● Exercise brief
Pull out each line of the items below that contains the word "bush", matching case exactly.

* Begin *

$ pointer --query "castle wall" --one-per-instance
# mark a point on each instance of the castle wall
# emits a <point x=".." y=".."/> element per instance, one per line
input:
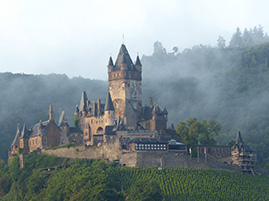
<point x="34" y="143"/>
<point x="109" y="151"/>
<point x="54" y="134"/>
<point x="161" y="159"/>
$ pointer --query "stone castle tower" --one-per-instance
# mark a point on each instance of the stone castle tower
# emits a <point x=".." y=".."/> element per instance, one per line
<point x="125" y="87"/>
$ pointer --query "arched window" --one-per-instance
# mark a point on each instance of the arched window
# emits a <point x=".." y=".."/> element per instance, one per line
<point x="100" y="130"/>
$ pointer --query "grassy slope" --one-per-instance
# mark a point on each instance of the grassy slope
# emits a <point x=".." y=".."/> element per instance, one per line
<point x="96" y="180"/>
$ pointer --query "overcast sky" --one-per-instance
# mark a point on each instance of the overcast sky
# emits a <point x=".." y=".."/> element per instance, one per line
<point x="77" y="37"/>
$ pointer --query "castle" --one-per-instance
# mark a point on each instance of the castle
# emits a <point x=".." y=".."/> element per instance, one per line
<point x="121" y="128"/>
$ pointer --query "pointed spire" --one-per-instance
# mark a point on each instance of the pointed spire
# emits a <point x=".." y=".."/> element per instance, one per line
<point x="16" y="139"/>
<point x="51" y="113"/>
<point x="156" y="109"/>
<point x="83" y="102"/>
<point x="239" y="139"/>
<point x="24" y="132"/>
<point x="110" y="62"/>
<point x="87" y="126"/>
<point x="62" y="120"/>
<point x="137" y="62"/>
<point x="150" y="102"/>
<point x="40" y="127"/>
<point x="76" y="109"/>
<point x="124" y="58"/>
<point x="109" y="105"/>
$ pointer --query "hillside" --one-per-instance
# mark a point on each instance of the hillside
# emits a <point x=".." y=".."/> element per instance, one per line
<point x="83" y="179"/>
<point x="228" y="83"/>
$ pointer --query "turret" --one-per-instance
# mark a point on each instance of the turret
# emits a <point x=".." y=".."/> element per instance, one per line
<point x="16" y="141"/>
<point x="150" y="102"/>
<point x="83" y="104"/>
<point x="76" y="111"/>
<point x="110" y="65"/>
<point x="24" y="139"/>
<point x="239" y="140"/>
<point x="138" y="65"/>
<point x="109" y="110"/>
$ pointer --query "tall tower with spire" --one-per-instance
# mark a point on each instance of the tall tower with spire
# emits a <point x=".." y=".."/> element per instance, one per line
<point x="125" y="87"/>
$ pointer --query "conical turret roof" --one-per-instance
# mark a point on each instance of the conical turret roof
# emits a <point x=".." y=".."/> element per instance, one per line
<point x="124" y="57"/>
<point x="137" y="62"/>
<point x="239" y="139"/>
<point x="62" y="120"/>
<point x="109" y="105"/>
<point x="16" y="141"/>
<point x="24" y="132"/>
<point x="83" y="102"/>
<point x="110" y="62"/>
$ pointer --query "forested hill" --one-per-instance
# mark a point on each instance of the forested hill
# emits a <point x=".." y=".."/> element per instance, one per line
<point x="50" y="178"/>
<point x="228" y="83"/>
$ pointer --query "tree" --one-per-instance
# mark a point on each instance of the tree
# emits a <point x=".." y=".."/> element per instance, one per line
<point x="159" y="49"/>
<point x="221" y="42"/>
<point x="236" y="40"/>
<point x="194" y="132"/>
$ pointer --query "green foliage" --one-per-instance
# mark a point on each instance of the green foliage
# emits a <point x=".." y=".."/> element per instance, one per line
<point x="96" y="180"/>
<point x="60" y="147"/>
<point x="145" y="190"/>
<point x="76" y="121"/>
<point x="194" y="131"/>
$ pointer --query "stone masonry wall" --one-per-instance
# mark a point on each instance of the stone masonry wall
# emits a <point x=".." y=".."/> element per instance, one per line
<point x="109" y="151"/>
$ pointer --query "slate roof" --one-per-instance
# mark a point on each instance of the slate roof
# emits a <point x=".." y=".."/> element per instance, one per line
<point x="74" y="130"/>
<point x="16" y="141"/>
<point x="62" y="120"/>
<point x="109" y="130"/>
<point x="148" y="141"/>
<point x="137" y="62"/>
<point x="24" y="133"/>
<point x="109" y="105"/>
<point x="124" y="57"/>
<point x="83" y="102"/>
<point x="110" y="62"/>
<point x="239" y="139"/>
<point x="247" y="148"/>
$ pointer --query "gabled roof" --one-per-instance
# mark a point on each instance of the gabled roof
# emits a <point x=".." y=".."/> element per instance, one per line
<point x="62" y="120"/>
<point x="239" y="139"/>
<point x="109" y="105"/>
<point x="124" y="58"/>
<point x="137" y="62"/>
<point x="83" y="102"/>
<point x="148" y="141"/>
<point x="16" y="141"/>
<point x="24" y="133"/>
<point x="76" y="109"/>
<point x="247" y="148"/>
<point x="110" y="62"/>
<point x="156" y="109"/>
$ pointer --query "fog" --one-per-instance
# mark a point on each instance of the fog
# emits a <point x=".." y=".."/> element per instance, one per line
<point x="77" y="37"/>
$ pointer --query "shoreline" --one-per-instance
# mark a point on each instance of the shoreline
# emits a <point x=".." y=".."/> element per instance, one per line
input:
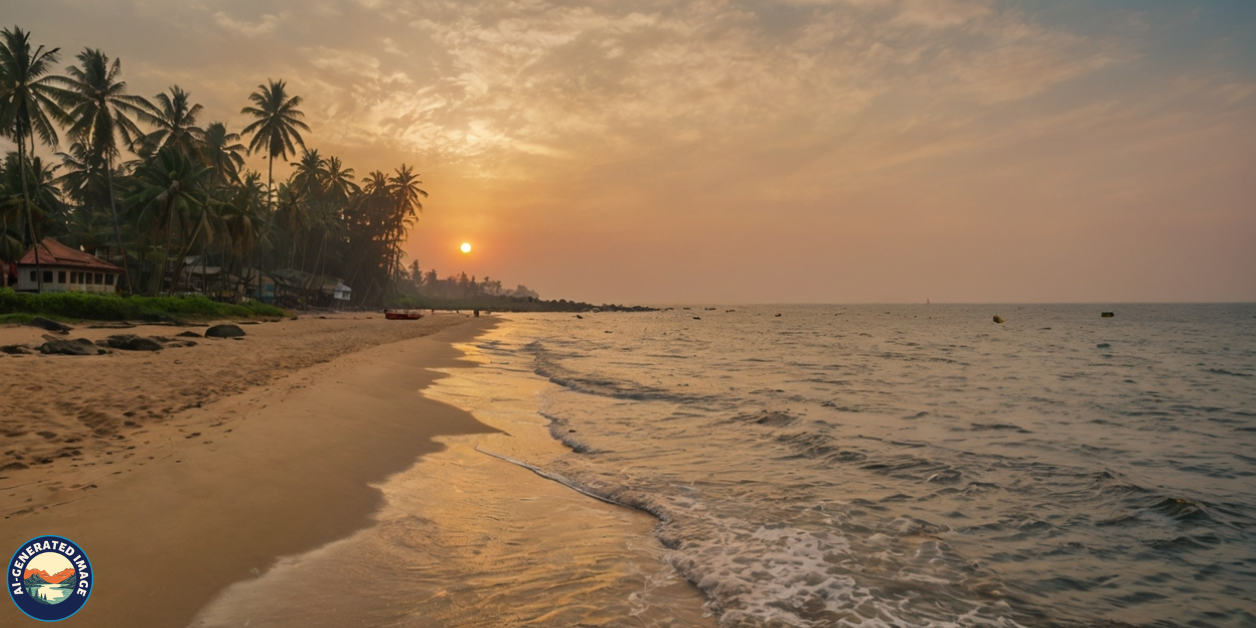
<point x="275" y="461"/>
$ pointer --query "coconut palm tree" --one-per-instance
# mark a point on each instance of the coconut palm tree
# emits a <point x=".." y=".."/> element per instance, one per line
<point x="221" y="152"/>
<point x="339" y="182"/>
<point x="99" y="112"/>
<point x="309" y="173"/>
<point x="276" y="127"/>
<point x="405" y="191"/>
<point x="28" y="107"/>
<point x="170" y="191"/>
<point x="175" y="119"/>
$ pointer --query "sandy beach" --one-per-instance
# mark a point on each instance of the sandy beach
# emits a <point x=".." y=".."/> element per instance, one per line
<point x="185" y="470"/>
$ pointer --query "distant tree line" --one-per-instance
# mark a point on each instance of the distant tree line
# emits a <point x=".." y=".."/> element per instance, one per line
<point x="150" y="182"/>
<point x="415" y="281"/>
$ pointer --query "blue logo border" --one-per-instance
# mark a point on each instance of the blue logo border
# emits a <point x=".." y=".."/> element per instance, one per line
<point x="91" y="572"/>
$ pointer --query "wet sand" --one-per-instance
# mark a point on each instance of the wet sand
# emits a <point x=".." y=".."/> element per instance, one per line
<point x="184" y="471"/>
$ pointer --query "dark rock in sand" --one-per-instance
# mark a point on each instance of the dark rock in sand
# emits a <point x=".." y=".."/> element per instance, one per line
<point x="133" y="343"/>
<point x="226" y="330"/>
<point x="52" y="325"/>
<point x="81" y="347"/>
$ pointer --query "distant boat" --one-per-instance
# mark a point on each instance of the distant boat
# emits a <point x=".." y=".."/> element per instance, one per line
<point x="402" y="315"/>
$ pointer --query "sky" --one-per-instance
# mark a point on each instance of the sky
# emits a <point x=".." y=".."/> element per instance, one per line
<point x="739" y="151"/>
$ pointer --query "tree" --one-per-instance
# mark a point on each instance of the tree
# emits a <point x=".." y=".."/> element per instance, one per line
<point x="220" y="151"/>
<point x="99" y="114"/>
<point x="276" y="127"/>
<point x="175" y="119"/>
<point x="170" y="190"/>
<point x="309" y="173"/>
<point x="339" y="181"/>
<point x="28" y="107"/>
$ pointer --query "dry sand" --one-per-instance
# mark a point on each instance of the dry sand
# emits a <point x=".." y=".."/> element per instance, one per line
<point x="186" y="470"/>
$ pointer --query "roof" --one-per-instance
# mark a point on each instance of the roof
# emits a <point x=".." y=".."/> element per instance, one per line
<point x="57" y="254"/>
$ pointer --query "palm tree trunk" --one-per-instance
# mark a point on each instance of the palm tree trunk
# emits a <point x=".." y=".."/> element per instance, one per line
<point x="30" y="215"/>
<point x="270" y="182"/>
<point x="117" y="226"/>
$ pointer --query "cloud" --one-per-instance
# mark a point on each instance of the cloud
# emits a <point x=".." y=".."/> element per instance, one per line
<point x="245" y="28"/>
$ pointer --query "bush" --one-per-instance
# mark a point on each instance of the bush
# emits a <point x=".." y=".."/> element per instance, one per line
<point x="102" y="307"/>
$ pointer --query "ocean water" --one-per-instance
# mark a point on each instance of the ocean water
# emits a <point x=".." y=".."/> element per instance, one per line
<point x="815" y="466"/>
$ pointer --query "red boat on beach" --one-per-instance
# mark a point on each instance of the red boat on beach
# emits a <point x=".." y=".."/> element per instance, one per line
<point x="402" y="315"/>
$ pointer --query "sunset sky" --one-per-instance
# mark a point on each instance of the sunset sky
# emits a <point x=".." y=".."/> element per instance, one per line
<point x="801" y="151"/>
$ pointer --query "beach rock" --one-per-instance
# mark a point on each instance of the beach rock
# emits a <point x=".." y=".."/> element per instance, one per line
<point x="226" y="330"/>
<point x="132" y="343"/>
<point x="81" y="347"/>
<point x="50" y="325"/>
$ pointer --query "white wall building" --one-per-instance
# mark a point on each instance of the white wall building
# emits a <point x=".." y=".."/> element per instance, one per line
<point x="65" y="270"/>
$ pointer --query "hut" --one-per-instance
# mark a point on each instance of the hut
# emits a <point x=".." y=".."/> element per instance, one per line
<point x="65" y="270"/>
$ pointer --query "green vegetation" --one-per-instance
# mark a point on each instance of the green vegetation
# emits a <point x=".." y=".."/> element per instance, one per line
<point x="487" y="303"/>
<point x="21" y="307"/>
<point x="146" y="184"/>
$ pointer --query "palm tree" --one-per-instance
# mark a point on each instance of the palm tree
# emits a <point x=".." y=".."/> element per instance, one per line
<point x="339" y="181"/>
<point x="243" y="217"/>
<point x="45" y="205"/>
<point x="403" y="187"/>
<point x="309" y="173"/>
<point x="175" y="117"/>
<point x="28" y="107"/>
<point x="276" y="127"/>
<point x="101" y="111"/>
<point x="170" y="190"/>
<point x="221" y="152"/>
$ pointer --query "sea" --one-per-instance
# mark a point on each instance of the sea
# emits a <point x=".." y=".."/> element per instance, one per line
<point x="818" y="466"/>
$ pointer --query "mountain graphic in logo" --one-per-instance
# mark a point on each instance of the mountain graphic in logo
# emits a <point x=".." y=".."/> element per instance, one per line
<point x="49" y="588"/>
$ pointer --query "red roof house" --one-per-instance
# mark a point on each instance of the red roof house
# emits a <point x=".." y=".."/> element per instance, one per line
<point x="65" y="270"/>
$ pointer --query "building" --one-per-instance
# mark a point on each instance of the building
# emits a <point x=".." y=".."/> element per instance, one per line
<point x="65" y="270"/>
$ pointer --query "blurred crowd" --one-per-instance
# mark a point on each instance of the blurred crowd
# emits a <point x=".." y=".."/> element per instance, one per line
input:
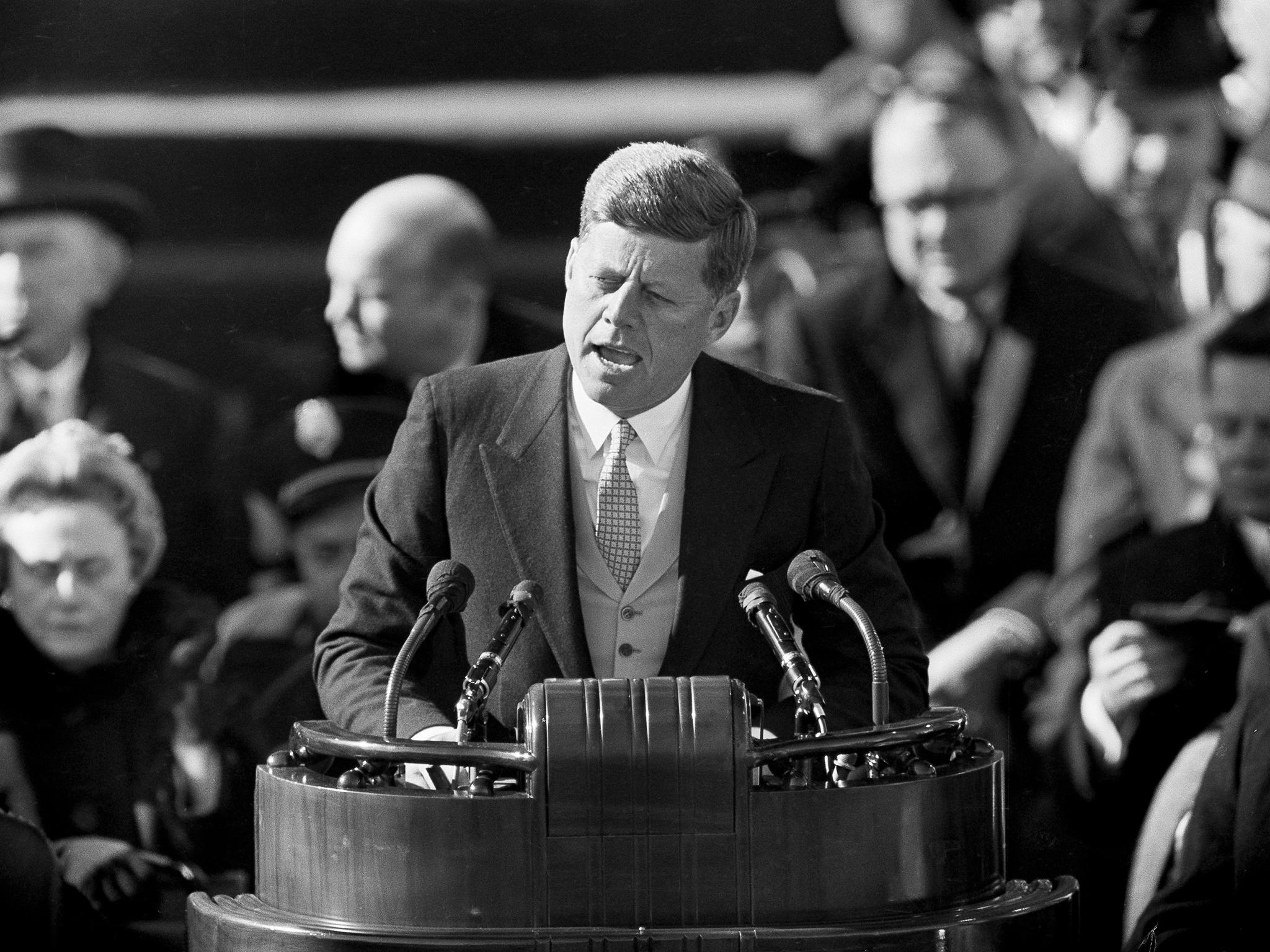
<point x="1034" y="263"/>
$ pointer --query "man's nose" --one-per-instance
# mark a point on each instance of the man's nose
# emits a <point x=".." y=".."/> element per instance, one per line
<point x="933" y="223"/>
<point x="66" y="584"/>
<point x="1150" y="155"/>
<point x="342" y="306"/>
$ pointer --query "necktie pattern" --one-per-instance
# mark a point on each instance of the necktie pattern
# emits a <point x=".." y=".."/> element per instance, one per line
<point x="618" y="527"/>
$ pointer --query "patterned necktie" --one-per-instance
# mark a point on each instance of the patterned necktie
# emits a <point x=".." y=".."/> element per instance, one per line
<point x="618" y="528"/>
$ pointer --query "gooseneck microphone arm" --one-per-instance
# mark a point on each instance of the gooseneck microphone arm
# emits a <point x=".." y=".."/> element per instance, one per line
<point x="758" y="603"/>
<point x="813" y="576"/>
<point x="479" y="683"/>
<point x="450" y="583"/>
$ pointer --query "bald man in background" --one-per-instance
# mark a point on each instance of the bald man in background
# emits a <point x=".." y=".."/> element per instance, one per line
<point x="411" y="289"/>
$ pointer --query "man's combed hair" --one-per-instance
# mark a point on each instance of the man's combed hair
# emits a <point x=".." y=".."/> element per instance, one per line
<point x="680" y="195"/>
<point x="73" y="461"/>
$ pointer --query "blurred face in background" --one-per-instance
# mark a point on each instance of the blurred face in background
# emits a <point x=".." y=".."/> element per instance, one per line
<point x="56" y="268"/>
<point x="951" y="198"/>
<point x="323" y="546"/>
<point x="70" y="580"/>
<point x="1240" y="416"/>
<point x="1034" y="42"/>
<point x="388" y="312"/>
<point x="1242" y="250"/>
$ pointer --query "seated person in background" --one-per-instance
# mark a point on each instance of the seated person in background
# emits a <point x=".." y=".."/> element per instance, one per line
<point x="1156" y="149"/>
<point x="315" y="464"/>
<point x="1142" y="456"/>
<point x="1143" y="460"/>
<point x="1156" y="683"/>
<point x="636" y="479"/>
<point x="411" y="270"/>
<point x="93" y="663"/>
<point x="1215" y="896"/>
<point x="967" y="368"/>
<point x="65" y="247"/>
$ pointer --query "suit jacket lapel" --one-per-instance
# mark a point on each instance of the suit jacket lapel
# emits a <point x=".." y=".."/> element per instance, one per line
<point x="997" y="402"/>
<point x="901" y="355"/>
<point x="527" y="470"/>
<point x="726" y="487"/>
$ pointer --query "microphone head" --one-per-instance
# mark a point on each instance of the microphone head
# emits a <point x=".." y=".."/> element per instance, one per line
<point x="451" y="579"/>
<point x="526" y="597"/>
<point x="809" y="568"/>
<point x="756" y="594"/>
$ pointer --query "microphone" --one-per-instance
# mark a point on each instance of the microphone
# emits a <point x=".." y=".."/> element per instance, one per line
<point x="813" y="576"/>
<point x="450" y="584"/>
<point x="760" y="606"/>
<point x="483" y="676"/>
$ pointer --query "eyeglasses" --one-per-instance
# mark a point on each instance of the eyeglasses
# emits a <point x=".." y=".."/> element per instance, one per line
<point x="953" y="202"/>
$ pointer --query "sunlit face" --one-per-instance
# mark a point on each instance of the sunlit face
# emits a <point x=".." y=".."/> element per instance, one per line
<point x="384" y="310"/>
<point x="323" y="547"/>
<point x="1033" y="41"/>
<point x="70" y="580"/>
<point x="1240" y="416"/>
<point x="55" y="270"/>
<point x="1176" y="140"/>
<point x="638" y="314"/>
<point x="950" y="197"/>
<point x="1242" y="249"/>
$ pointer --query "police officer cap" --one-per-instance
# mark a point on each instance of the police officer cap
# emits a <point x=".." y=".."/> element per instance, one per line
<point x="326" y="450"/>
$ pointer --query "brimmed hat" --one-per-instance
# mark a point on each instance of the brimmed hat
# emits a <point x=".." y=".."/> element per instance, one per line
<point x="43" y="168"/>
<point x="323" y="450"/>
<point x="1250" y="178"/>
<point x="1171" y="47"/>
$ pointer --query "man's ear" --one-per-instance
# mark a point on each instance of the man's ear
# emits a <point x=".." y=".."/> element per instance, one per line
<point x="568" y="262"/>
<point x="724" y="314"/>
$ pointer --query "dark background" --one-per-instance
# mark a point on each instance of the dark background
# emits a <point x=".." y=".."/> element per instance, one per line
<point x="229" y="280"/>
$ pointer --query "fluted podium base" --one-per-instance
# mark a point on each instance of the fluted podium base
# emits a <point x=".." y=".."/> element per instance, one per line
<point x="1037" y="917"/>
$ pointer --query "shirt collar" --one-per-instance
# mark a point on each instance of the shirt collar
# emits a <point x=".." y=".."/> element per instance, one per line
<point x="987" y="305"/>
<point x="653" y="427"/>
<point x="64" y="375"/>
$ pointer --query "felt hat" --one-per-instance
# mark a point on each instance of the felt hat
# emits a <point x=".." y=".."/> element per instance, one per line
<point x="1171" y="47"/>
<point x="43" y="168"/>
<point x="324" y="450"/>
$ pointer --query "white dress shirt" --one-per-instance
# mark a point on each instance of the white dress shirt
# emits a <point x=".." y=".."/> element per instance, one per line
<point x="649" y="457"/>
<point x="46" y="397"/>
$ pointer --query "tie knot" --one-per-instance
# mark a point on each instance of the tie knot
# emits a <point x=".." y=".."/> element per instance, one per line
<point x="620" y="437"/>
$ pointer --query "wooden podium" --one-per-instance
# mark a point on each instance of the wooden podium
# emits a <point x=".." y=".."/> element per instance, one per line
<point x="639" y="815"/>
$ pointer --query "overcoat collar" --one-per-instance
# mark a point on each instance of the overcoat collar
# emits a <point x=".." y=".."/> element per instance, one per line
<point x="728" y="479"/>
<point x="527" y="470"/>
<point x="726" y="488"/>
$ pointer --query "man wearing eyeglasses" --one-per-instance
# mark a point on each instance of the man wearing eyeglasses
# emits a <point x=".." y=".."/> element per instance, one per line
<point x="968" y="367"/>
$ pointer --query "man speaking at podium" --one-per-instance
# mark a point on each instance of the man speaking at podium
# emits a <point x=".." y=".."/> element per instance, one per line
<point x="636" y="479"/>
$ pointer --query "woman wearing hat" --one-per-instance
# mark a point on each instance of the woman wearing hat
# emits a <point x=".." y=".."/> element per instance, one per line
<point x="93" y="662"/>
<point x="313" y="469"/>
<point x="66" y="238"/>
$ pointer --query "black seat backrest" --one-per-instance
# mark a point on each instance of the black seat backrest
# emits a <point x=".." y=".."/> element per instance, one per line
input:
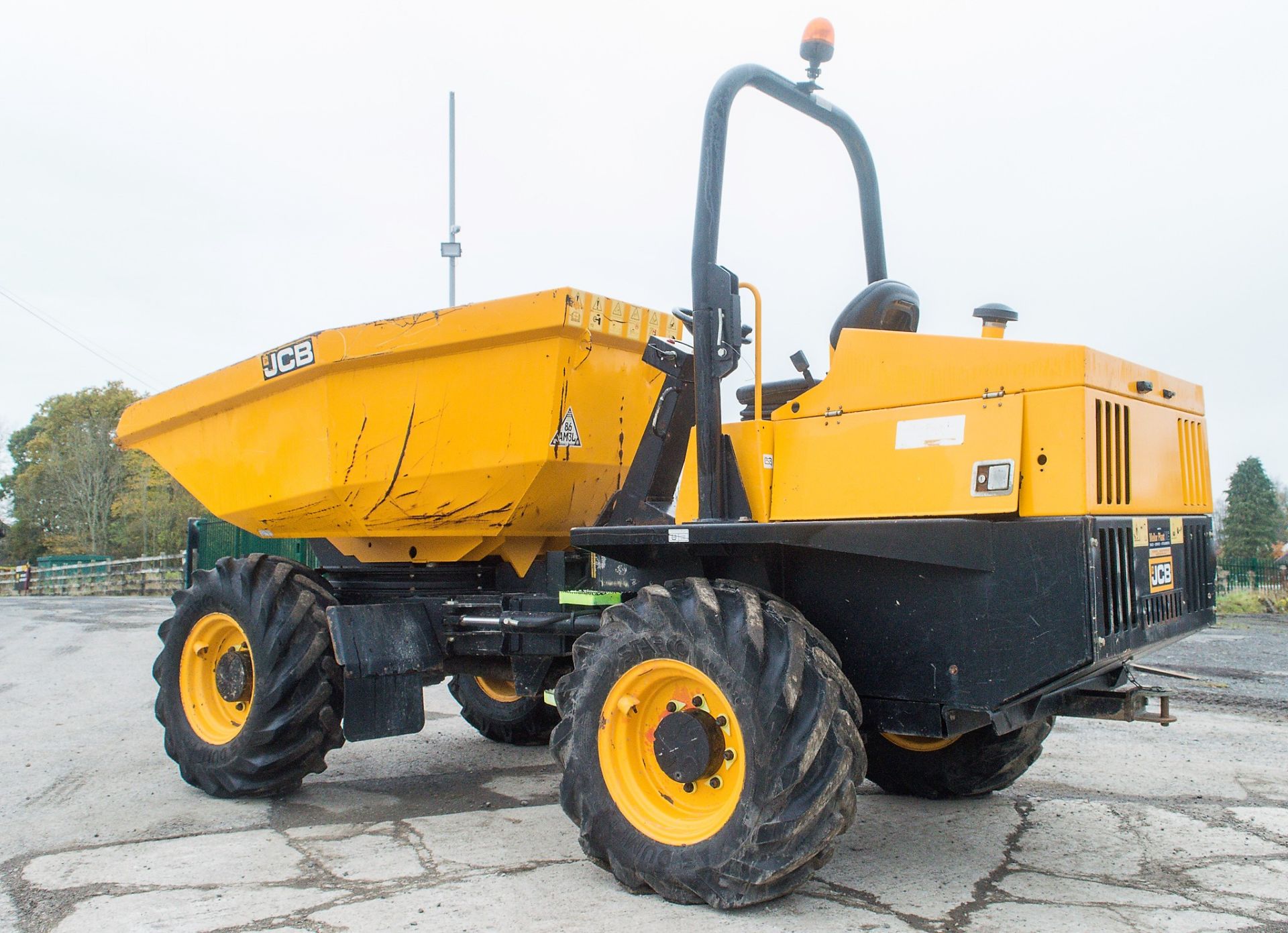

* End *

● Output of the task
$ pointer --query "bush" --one-per-instance
# mark a point on each instance of the bush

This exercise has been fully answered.